▶ _What you need to do_
How many lines in the records below contain the word "that"? Reply with the number alone.

-- START OF Raw data --

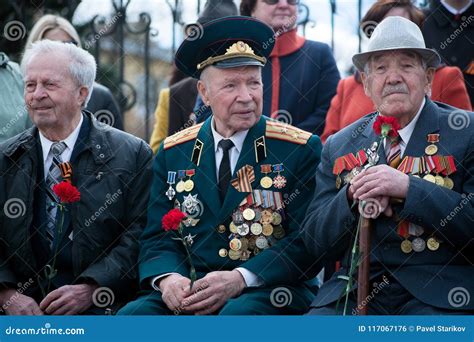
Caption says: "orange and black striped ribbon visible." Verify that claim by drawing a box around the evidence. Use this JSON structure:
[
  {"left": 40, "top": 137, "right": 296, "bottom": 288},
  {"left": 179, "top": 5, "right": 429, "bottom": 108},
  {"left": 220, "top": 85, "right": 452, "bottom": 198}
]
[{"left": 231, "top": 165, "right": 255, "bottom": 192}]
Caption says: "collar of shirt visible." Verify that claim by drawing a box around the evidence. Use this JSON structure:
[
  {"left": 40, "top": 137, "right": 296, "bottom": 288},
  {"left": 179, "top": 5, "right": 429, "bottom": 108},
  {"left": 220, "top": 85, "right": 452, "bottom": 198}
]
[
  {"left": 441, "top": 0, "right": 472, "bottom": 15},
  {"left": 39, "top": 114, "right": 84, "bottom": 177},
  {"left": 385, "top": 98, "right": 426, "bottom": 155},
  {"left": 211, "top": 118, "right": 249, "bottom": 178}
]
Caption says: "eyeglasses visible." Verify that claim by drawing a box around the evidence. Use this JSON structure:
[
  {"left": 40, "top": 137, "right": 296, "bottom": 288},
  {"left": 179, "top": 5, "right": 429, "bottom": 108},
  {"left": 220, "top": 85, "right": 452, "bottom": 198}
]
[{"left": 262, "top": 0, "right": 300, "bottom": 5}]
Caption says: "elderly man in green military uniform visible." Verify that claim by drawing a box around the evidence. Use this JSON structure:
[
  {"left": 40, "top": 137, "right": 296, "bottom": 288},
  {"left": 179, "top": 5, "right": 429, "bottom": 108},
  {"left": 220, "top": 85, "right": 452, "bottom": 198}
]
[{"left": 120, "top": 17, "right": 321, "bottom": 315}]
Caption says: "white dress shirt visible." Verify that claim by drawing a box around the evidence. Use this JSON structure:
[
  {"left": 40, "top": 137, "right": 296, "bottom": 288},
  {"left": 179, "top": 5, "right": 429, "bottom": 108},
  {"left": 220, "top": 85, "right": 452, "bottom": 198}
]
[
  {"left": 39, "top": 114, "right": 84, "bottom": 179},
  {"left": 384, "top": 98, "right": 426, "bottom": 156}
]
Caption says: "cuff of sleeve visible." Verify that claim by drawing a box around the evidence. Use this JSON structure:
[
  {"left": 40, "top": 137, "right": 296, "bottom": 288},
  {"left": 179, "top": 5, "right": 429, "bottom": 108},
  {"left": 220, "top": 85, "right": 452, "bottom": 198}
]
[
  {"left": 151, "top": 272, "right": 179, "bottom": 292},
  {"left": 236, "top": 267, "right": 264, "bottom": 287}
]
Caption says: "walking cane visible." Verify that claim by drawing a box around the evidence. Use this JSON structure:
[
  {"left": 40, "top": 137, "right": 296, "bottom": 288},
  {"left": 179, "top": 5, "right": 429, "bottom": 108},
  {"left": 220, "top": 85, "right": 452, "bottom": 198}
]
[{"left": 357, "top": 215, "right": 372, "bottom": 316}]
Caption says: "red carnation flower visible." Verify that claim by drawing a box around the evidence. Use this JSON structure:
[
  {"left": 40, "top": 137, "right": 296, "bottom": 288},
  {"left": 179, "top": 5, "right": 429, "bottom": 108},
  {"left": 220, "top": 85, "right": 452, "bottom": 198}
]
[
  {"left": 53, "top": 181, "right": 81, "bottom": 204},
  {"left": 161, "top": 209, "right": 186, "bottom": 231},
  {"left": 372, "top": 115, "right": 400, "bottom": 138}
]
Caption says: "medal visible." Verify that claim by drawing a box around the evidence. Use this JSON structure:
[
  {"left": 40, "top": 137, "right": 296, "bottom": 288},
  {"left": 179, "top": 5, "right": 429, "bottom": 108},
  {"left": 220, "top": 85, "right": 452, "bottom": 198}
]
[
  {"left": 237, "top": 223, "right": 250, "bottom": 236},
  {"left": 217, "top": 224, "right": 226, "bottom": 234},
  {"left": 255, "top": 236, "right": 268, "bottom": 249},
  {"left": 423, "top": 174, "right": 436, "bottom": 183},
  {"left": 273, "top": 163, "right": 286, "bottom": 189},
  {"left": 272, "top": 212, "right": 282, "bottom": 226},
  {"left": 260, "top": 210, "right": 273, "bottom": 224},
  {"left": 250, "top": 223, "right": 263, "bottom": 235},
  {"left": 260, "top": 164, "right": 273, "bottom": 189},
  {"left": 273, "top": 224, "right": 285, "bottom": 240},
  {"left": 165, "top": 171, "right": 176, "bottom": 201},
  {"left": 426, "top": 237, "right": 439, "bottom": 251},
  {"left": 184, "top": 169, "right": 196, "bottom": 192},
  {"left": 229, "top": 249, "right": 241, "bottom": 260},
  {"left": 435, "top": 175, "right": 444, "bottom": 186},
  {"left": 400, "top": 239, "right": 413, "bottom": 254},
  {"left": 229, "top": 238, "right": 242, "bottom": 251},
  {"left": 242, "top": 208, "right": 255, "bottom": 221},
  {"left": 425, "top": 134, "right": 439, "bottom": 156},
  {"left": 176, "top": 170, "right": 186, "bottom": 193},
  {"left": 444, "top": 177, "right": 454, "bottom": 190},
  {"left": 262, "top": 224, "right": 273, "bottom": 236},
  {"left": 411, "top": 237, "right": 426, "bottom": 252}
]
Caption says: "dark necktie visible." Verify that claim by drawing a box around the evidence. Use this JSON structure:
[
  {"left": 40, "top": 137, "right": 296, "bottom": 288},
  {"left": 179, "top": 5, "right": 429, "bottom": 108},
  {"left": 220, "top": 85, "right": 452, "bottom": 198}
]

-- END OF Raw data --

▶ _Task result_
10